(Text shown begins)

Ever have trouble conceptualizing your project workflow?  ModelBuilder  allows you to plan your project before you run any tools.  When using ModelBuilder in ESRI’s ArcMap, you create a workflow of your project by adding the data and tools you need.  To open ModelBuilder, click the ModelBuilder icon     (MB_Icon) in the Standard Toolbar.

MBIcon

Key Points Before You Build Your Model

ModelBuilder can only be created and saved in a toolbox.  In order to create your model, you first need to create a new toolbox in the Toolboxes, MyToolboxes folders in ArcCatalog.  Once you have a new toolbox, you will need to create a new Model; to do this, right click your newly created toolbox and select New, then Model.  When you wish to open an existing ModelBuilder, find your toolbox, right click your Model and select Edit.

In order to find the results of your model and the data created in the middle of your project workflow (also known as intermediate data), you will need to direct the data to any workspace or a Scratch Geodatabase.  To set your data results to a Scratch Geodatabase in ModelBuilder, click Model, then Model Properties.  A dialog box will open and you will want to select the Environments tab, Workspace category, and check Scratch Workspace.  Before closing the dialog box, select “Values” and navigate to your workspace or your geodatabase.

Set_Workspace

Building and Running a Model

To create a model, click the Add Data or Tool button (AddData).  Navigate to the SystemToolboxes, find the tool you wish to run, and add it to your model.  Double click the tool within the Model and its parameters will open.  Fill out the appropriate fields for the tool and select OK.

When the tools or variables are ready for processing, they will be colored blue, green, or yellow.  Blue variables are inputs, yellow variables are tools, and green variables are outputs.  When there is an error or the parameters have not been chosen, the variables will have no color.

ModelBlog_Good

Once you have your model built, click the Run icon (MBRun) to run the model.  Depending on the data and the amount of tools you run, the Model can take seconds or minutes to run.  You can also run one tool at a time; to do this, right click the tool and select “Run.”  When the Model is done running, the tools and outputs will have a gray background.  To find the results of your model, navigate to the Scratch Workspace you have set and add the shapefile or table to ArcMap or right-click the output variable before running the model and select “Add to Display.”

(Text shown ends)
(Supplied information begins)

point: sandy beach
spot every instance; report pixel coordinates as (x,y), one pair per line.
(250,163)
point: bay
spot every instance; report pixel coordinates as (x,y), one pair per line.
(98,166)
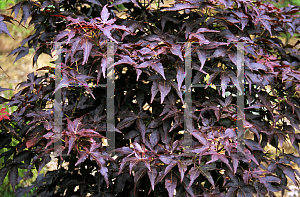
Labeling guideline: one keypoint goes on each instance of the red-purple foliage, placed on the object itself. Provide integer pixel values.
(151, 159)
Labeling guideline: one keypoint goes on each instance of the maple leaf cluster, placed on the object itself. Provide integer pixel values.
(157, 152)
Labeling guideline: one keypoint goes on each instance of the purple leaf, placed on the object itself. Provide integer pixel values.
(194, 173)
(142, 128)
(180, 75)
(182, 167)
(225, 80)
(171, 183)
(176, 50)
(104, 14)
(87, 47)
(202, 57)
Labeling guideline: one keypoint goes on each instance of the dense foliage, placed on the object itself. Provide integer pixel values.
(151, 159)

(Supplied information ends)
(Supplied information begins)

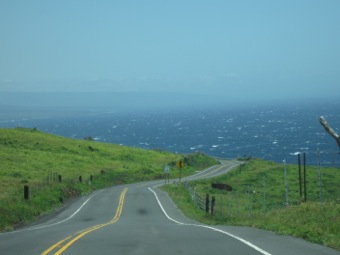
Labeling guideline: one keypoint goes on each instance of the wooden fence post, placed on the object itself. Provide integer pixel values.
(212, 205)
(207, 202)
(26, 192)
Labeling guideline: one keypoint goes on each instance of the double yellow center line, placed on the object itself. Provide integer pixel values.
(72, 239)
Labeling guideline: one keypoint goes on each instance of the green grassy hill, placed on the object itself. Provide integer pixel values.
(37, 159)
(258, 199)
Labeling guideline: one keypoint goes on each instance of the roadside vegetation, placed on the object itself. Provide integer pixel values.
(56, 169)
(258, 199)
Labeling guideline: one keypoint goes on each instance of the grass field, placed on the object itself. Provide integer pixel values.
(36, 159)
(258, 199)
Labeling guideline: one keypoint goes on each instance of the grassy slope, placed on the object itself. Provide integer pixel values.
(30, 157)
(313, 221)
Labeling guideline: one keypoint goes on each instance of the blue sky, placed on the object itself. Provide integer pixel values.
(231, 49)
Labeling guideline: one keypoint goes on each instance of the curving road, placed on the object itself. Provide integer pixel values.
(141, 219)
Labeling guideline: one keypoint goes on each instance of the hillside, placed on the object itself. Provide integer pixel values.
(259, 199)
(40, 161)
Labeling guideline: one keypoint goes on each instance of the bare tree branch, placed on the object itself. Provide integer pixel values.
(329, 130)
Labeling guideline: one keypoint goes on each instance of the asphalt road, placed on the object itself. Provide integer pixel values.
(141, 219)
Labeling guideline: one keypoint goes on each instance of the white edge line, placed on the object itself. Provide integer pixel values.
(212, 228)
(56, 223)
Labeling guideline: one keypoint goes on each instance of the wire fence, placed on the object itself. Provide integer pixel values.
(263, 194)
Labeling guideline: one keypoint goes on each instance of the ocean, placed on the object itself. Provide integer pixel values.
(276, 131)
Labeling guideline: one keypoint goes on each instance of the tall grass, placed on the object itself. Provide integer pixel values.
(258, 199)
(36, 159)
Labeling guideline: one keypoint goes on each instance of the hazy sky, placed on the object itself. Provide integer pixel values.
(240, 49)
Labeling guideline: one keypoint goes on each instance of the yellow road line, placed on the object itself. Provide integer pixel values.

(Supplied information ends)

**Problem description**
Pick up the text on ModelBuilder in ArcMap after its last sentence and continue writing it.

**The answer**
Applying ModelBuilder

The model above demonstrates how to take nationwide county data, North Carolina landmark data and North Carolina major roads data and find landmarks in Wake County that are within 1 mile of major roads.  The first tool in the model (Select Layer by Attribute tool) extracts Wake County from the nationwide counties polygon layer. 1

Once Wake County is extracted to a new layer, the North Carolina landmarks layer is clipped to the Wake County layer using the Clip tool2 The result of this tool creates a landmarks point layer in Wake County.  The third tool uses the Buffer tool on the primary roads layer in North Carolina.  Within the Buffer tool parameters, a distance of 1 mile is chosen and a new polygon layer is created.

 

Finally, the Wake County landmarks layer is intersected with the buffered major roads layer to create a final output using the Interect tool.4  Using ModelBuilder has many benefits: you document the steps you used to create your project and you can easily rerun the tool with different inputs after the model is built.  ModelBuilder allows users to easily determine if and where problems in the workflow are.  When there is an error in the workflow, a “Failed to Execute” message will appear and tell users which tool was unable to execute.  ModelBuilder also lets users easily change parameters.  In the model used above, you could change the Expression in the Select Layer by Attribute tool from ‘Wake’ to ‘Durham’ and find landmarks within 1 mile of major roads in Durham County.